__TRY IT__:
Go through the listing below and list every line with "bare".

__INFORMATION__:
════════

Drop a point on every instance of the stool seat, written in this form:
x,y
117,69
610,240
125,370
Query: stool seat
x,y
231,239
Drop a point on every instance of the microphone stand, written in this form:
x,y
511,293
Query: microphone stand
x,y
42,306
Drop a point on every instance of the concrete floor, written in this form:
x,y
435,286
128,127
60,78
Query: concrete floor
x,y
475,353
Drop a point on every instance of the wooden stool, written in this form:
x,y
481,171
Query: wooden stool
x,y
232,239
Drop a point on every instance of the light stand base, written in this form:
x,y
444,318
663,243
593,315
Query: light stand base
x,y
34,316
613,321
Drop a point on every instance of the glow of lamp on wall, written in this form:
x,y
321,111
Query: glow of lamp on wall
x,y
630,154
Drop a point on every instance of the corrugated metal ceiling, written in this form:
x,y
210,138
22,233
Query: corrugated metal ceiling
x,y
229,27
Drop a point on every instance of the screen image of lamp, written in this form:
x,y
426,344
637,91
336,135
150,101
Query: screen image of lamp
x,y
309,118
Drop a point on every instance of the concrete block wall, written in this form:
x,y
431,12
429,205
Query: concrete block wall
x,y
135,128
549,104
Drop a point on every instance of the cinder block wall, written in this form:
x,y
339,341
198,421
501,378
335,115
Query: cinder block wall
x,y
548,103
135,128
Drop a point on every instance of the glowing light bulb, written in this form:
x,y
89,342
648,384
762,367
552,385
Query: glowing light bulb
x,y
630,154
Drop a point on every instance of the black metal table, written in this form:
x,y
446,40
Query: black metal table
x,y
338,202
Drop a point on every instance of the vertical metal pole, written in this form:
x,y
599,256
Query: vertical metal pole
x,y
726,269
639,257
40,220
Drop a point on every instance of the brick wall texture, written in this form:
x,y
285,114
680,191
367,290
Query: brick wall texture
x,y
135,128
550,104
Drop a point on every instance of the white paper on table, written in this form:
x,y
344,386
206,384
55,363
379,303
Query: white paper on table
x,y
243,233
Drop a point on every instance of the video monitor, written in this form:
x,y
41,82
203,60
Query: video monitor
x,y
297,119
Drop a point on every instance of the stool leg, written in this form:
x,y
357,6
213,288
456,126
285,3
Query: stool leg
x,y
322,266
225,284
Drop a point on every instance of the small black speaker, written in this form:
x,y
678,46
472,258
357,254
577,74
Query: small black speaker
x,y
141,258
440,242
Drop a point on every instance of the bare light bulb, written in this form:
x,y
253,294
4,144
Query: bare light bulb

════════

__ANSWER TO THE PROBLEM__:
Drop a point on every instance of the bare light bulb, written in this form:
Query: bare light bulb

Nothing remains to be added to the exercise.